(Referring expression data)

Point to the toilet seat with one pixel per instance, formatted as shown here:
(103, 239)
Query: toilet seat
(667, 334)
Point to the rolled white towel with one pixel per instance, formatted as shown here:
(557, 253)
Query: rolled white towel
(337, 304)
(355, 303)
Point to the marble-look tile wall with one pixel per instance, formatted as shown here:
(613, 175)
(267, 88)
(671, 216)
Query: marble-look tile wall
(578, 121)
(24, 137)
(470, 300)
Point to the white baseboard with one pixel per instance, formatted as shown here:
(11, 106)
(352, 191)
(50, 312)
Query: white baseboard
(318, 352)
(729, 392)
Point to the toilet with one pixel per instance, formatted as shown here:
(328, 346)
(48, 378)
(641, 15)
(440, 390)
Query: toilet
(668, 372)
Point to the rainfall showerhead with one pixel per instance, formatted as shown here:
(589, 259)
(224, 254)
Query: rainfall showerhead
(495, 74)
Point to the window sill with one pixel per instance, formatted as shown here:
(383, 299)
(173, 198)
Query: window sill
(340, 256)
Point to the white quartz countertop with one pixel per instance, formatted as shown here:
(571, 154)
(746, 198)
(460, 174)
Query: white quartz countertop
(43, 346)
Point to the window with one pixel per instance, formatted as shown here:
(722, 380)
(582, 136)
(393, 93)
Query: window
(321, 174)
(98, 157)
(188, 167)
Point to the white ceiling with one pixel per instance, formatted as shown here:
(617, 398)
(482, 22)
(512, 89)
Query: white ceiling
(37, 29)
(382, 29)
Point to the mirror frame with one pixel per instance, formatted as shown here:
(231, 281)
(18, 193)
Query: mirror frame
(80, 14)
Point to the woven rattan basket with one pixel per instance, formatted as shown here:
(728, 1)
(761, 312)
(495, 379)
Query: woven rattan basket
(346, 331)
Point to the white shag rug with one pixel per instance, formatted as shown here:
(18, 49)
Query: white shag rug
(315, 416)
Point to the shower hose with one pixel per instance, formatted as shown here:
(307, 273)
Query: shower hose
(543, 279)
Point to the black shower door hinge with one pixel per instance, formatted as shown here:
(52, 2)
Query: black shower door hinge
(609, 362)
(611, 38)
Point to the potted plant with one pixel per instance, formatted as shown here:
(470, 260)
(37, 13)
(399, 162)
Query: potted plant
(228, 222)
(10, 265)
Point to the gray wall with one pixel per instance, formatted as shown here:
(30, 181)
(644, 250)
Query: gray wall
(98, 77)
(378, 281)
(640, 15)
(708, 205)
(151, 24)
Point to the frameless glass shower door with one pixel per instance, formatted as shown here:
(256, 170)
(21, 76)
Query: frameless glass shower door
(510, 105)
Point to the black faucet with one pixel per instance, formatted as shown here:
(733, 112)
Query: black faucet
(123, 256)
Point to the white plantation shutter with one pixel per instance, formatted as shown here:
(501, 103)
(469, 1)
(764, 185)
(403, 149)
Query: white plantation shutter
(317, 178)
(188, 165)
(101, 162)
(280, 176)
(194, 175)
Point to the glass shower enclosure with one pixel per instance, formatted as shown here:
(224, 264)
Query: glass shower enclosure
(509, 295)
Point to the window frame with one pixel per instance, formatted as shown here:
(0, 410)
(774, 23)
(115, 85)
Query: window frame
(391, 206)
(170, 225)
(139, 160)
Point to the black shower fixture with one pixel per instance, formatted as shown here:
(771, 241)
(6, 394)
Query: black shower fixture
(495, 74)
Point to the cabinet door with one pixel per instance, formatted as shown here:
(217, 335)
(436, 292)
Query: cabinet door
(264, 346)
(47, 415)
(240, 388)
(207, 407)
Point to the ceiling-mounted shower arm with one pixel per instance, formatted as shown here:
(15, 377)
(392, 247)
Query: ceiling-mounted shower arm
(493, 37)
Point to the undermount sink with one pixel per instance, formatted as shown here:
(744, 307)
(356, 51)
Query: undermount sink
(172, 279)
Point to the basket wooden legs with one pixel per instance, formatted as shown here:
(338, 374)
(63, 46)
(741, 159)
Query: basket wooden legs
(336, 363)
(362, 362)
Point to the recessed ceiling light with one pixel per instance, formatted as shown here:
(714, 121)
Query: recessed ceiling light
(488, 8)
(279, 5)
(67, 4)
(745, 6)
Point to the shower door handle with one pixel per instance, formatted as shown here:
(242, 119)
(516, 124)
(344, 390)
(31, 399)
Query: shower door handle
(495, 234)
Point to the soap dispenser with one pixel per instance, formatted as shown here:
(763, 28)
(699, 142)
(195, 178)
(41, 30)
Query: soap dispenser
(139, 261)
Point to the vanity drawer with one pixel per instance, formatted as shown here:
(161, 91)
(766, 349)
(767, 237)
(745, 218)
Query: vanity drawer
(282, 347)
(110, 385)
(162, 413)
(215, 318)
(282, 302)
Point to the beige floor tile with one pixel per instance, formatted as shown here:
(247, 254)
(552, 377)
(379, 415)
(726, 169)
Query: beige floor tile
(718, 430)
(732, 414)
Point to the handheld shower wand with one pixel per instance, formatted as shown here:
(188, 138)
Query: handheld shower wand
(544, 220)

:: PROBLEM ::
Write out all of the records above exactly as they appear.

:: SOLUTION TO THIS EXERCISE ::
Point to the toilet seat with one pixel per instance, formatted as shown here:
(103, 239)
Query: toilet seat
(667, 334)
Point to the rolled white towel with one pixel per instance, formatted as shown here:
(557, 253)
Query: rolled white towel
(337, 304)
(355, 303)
Point to the marble-look tile wall with one pixel per instance, formatted as shown here:
(613, 175)
(267, 88)
(671, 216)
Query: marble-look tile wall
(578, 121)
(24, 137)
(470, 300)
Point to the white baseboard with one pixel per instance, formatted as shown here:
(11, 106)
(352, 191)
(50, 312)
Query: white baseboard
(318, 352)
(729, 392)
Point to the toilet with one pixel per instance, formatted as shown here:
(328, 346)
(48, 378)
(641, 15)
(440, 390)
Query: toilet
(668, 372)
Point to the rainfall showerhead with one pixel per instance, formatted as shown here:
(589, 259)
(224, 254)
Query: rainfall showerhead
(495, 74)
Point to the window sill with one pixel per instance, formatted as shown here:
(383, 299)
(173, 198)
Query: window sill
(340, 256)
Point to the white quartz countertop with one pixel per instance, formatted as shown here:
(571, 154)
(746, 198)
(460, 174)
Query: white quartz countertop
(43, 346)
Point to the window with one pixel per instance, formatted as shown here:
(722, 380)
(582, 136)
(393, 93)
Query: window
(321, 174)
(98, 157)
(188, 167)
Point to the white ceiling with one pixel per instance, formatted as shown here:
(617, 398)
(482, 22)
(512, 89)
Query: white ceiling
(37, 29)
(382, 29)
Point to the mirror frame with one pixel per instance, formatted as shown here:
(231, 281)
(18, 193)
Query: mirror frame
(80, 14)
Point to the woven rattan basket with one pixel per instance, formatted as shown here:
(728, 1)
(761, 312)
(495, 379)
Query: woven rattan basket
(346, 331)
Point to the white shag rug with one pixel per instance, formatted as shown here:
(18, 49)
Query: white shag rug
(315, 416)
Point to the shower hose with one pixel per instance, formatted as shown here:
(307, 273)
Query: shower hose
(543, 279)
Point to the black shower door hinge with one pixel per instance, formatted as shown here:
(52, 2)
Query: black shower door hinge
(609, 362)
(611, 38)
Point to the potted plant with one pixel per instance, formatted as shown here:
(470, 260)
(37, 13)
(399, 162)
Query: potted plant
(228, 222)
(10, 265)
Point to the gray wall with one pixel per instance, formatted as shown here:
(30, 181)
(644, 250)
Query: gray wall
(98, 77)
(378, 281)
(640, 15)
(708, 205)
(151, 24)
Point to the frameless glass shower door with one pixel per instance, formatted as shown here:
(256, 170)
(21, 76)
Query: frameless glass shower door
(510, 105)
Point to the black faucet with one pixel per instance, formatted as shown here:
(733, 112)
Query: black faucet
(123, 256)
Point to the white plantation shutter with one pixel per instance, formatted as shown here:
(501, 103)
(469, 1)
(764, 185)
(403, 149)
Query: white plantation shutter
(317, 178)
(188, 165)
(101, 162)
(280, 176)
(194, 175)
Point to the glass shower enclosure with one pixel per instance, formatted as shown here:
(224, 264)
Query: glass shower enclosure
(509, 295)
Point to the window frame with one pixel per instance, formatted as shown here:
(0, 410)
(774, 23)
(115, 85)
Query: window frame
(391, 206)
(170, 225)
(139, 160)
Point to the black shower fixture with one pixel per instance, formatted as shown here:
(771, 241)
(6, 394)
Query: black shower fixture
(495, 74)
Point to the cabinet door with one pixel per instance, formatted as shown here:
(217, 335)
(436, 292)
Query: cabinet door
(264, 346)
(47, 415)
(240, 388)
(207, 407)
Point to the ceiling-mounted shower arm with one pixel per instance, formatted as shown here:
(15, 377)
(392, 247)
Query: ceiling-mounted shower arm
(493, 37)
Point to the undermount sink with one pixel per instance, formatted as shown here:
(744, 307)
(356, 51)
Query: undermount sink
(172, 279)
Point to the basket wooden legs with one pixel per instance, formatted as shown here:
(338, 374)
(63, 46)
(741, 159)
Query: basket wooden legs
(336, 363)
(362, 362)
Point to the recessed ceiling light with one pixel per instance, formatted as shown here:
(714, 121)
Query: recessed ceiling light
(488, 8)
(279, 5)
(67, 4)
(745, 6)
Point to the shower door handle with one pixel per instance, formatted as shown here:
(242, 119)
(516, 124)
(344, 390)
(31, 399)
Query: shower door handle
(495, 234)
Point to the soap dispenser with one pixel per instance, formatted as shown here:
(763, 28)
(699, 142)
(195, 178)
(41, 30)
Query: soap dispenser
(139, 261)
Point to the vanity drawer with one pixel per instance, formatted as shown here:
(161, 91)
(766, 349)
(767, 237)
(745, 218)
Query: vanity drawer
(282, 347)
(110, 385)
(162, 413)
(215, 318)
(282, 302)
Point to the beige floor tile with one pixel per instance, formatted as shown here:
(247, 254)
(552, 377)
(379, 415)
(726, 169)
Query: beige floor tile
(718, 430)
(732, 414)
Point to the handheld shower wand with one pixel per instance, formatted as shown here:
(188, 138)
Query: handheld shower wand
(544, 220)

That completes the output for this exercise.